▶ [TASK DESCRIPTION]: Every line from the line containing "task | mark one point on each instance of the metal" through the final line of the data is to be printed exactly; no other line is to appear.

▶ [RECORD LIST]:
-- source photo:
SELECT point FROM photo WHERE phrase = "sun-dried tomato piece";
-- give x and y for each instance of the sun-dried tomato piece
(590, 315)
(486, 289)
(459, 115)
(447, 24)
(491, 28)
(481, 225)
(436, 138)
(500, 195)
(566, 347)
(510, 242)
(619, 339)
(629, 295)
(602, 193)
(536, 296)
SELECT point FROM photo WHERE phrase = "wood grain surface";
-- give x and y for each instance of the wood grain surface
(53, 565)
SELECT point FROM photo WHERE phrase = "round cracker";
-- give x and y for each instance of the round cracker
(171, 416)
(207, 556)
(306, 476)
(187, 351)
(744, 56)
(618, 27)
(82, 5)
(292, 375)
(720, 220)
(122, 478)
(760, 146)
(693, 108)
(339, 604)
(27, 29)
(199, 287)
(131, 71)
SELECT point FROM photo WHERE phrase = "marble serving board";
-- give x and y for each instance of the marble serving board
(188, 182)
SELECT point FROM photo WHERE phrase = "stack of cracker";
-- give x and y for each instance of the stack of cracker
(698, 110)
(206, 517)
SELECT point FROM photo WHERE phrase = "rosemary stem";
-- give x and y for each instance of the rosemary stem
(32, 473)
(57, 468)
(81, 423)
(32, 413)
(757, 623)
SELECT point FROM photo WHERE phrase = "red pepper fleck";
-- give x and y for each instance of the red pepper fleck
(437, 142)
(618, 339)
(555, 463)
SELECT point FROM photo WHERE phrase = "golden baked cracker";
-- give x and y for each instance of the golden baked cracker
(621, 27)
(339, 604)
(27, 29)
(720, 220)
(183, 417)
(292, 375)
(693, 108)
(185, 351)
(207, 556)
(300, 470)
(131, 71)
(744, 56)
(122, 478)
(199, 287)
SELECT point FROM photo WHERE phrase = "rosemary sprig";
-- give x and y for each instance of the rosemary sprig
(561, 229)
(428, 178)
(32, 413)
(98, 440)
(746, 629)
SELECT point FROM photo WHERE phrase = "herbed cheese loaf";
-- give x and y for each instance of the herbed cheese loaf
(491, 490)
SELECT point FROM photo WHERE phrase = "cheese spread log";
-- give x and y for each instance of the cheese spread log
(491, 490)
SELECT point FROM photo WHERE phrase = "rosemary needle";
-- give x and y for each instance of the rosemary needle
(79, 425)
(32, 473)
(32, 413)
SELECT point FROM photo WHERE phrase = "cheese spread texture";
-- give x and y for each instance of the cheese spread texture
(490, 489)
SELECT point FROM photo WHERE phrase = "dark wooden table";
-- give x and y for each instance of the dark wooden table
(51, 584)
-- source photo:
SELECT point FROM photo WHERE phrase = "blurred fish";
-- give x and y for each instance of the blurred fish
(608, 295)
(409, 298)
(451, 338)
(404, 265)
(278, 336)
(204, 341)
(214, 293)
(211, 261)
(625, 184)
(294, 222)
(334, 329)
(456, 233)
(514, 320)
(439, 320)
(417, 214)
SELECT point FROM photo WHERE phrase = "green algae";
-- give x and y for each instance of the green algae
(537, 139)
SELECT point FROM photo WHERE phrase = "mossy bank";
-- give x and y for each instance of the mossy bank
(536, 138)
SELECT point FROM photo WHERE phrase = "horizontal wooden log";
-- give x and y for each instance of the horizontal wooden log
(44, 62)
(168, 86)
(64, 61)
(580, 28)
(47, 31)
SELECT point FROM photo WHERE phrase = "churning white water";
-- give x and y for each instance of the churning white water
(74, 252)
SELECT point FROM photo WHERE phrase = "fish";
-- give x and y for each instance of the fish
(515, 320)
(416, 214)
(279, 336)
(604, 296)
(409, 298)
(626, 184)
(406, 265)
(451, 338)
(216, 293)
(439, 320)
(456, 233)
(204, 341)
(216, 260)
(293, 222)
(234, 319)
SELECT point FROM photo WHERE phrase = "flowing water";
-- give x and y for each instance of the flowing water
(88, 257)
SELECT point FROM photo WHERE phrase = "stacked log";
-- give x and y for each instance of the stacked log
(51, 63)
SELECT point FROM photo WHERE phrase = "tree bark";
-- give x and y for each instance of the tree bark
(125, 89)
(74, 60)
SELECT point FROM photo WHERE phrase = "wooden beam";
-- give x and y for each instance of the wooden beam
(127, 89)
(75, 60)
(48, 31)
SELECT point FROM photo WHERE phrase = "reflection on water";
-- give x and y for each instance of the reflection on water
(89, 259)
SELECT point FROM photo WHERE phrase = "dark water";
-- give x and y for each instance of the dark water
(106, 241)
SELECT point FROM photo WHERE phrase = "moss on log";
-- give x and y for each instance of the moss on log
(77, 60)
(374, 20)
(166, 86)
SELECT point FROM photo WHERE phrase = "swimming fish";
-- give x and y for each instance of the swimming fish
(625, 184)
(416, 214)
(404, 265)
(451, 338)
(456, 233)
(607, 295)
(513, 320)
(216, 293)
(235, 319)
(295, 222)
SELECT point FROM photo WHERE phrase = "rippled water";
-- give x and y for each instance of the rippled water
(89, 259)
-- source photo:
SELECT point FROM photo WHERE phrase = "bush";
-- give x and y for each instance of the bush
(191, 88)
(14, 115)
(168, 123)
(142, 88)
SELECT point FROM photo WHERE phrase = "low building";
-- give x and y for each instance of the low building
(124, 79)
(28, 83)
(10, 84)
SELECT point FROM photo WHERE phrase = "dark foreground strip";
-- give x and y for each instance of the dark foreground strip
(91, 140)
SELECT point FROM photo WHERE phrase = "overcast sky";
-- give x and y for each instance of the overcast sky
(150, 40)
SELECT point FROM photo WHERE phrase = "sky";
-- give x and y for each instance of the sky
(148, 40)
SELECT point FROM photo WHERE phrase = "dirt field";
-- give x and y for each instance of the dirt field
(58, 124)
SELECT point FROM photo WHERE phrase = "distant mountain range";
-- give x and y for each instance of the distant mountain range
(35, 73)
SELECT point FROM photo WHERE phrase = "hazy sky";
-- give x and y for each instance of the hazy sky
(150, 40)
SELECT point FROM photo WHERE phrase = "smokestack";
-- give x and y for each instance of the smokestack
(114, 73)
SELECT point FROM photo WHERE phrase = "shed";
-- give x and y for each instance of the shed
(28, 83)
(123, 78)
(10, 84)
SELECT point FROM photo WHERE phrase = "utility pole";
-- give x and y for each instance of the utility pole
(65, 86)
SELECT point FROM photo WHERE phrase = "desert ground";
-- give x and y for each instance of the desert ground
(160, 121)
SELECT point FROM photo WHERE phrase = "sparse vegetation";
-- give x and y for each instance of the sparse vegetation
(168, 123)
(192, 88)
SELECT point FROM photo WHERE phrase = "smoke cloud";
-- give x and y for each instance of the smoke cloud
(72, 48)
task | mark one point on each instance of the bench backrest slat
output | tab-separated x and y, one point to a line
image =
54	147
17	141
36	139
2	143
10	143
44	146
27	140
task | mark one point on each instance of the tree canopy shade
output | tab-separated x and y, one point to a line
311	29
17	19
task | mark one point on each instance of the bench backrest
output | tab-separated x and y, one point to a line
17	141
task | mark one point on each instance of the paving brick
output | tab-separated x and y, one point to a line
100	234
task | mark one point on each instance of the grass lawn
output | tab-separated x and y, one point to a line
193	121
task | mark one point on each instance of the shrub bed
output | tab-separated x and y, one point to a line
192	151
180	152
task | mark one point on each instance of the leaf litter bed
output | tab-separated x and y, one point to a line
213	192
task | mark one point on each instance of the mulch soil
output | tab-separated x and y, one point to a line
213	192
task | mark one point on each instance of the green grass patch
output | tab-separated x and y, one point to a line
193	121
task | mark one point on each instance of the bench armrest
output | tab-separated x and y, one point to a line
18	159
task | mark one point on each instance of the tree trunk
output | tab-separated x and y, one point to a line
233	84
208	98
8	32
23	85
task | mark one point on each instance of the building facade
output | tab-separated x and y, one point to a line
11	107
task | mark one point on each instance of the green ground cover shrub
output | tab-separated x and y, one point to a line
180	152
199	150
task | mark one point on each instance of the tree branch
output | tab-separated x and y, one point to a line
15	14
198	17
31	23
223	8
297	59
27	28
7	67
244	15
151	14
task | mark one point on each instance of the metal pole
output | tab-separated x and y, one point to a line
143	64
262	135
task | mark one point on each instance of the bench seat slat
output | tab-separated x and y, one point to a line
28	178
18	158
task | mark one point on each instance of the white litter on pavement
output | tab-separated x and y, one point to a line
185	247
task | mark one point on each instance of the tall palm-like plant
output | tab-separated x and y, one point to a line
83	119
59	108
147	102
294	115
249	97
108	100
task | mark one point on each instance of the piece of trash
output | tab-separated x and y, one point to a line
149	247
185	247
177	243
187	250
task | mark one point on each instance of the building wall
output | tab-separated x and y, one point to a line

▶ [THE RESULT]:
task | mark one point on each instance of the metal pole
output | tab-separated x and y, one point to a line
143	64
262	135
task | mark one point on each instance of the bench seat slat
output | tab-separated x and y, one point to a line
28	178
18	158
task | mark one point on each instance of the white litter on pavement
output | tab-separated x and y, one point to a line
185	247
task | mark one point on each instance of the tall palm-like plant
output | tab-separated x and y, one point to a line
83	119
59	108
147	102
294	115
249	97
108	100
task | mark one point on each instance of the piece of trash
output | tab-separated x and y, one point to a line
149	247
185	247
177	243
187	250
task | mark one point on each instance of the building wall
output | tab-separated x and y, one point to a line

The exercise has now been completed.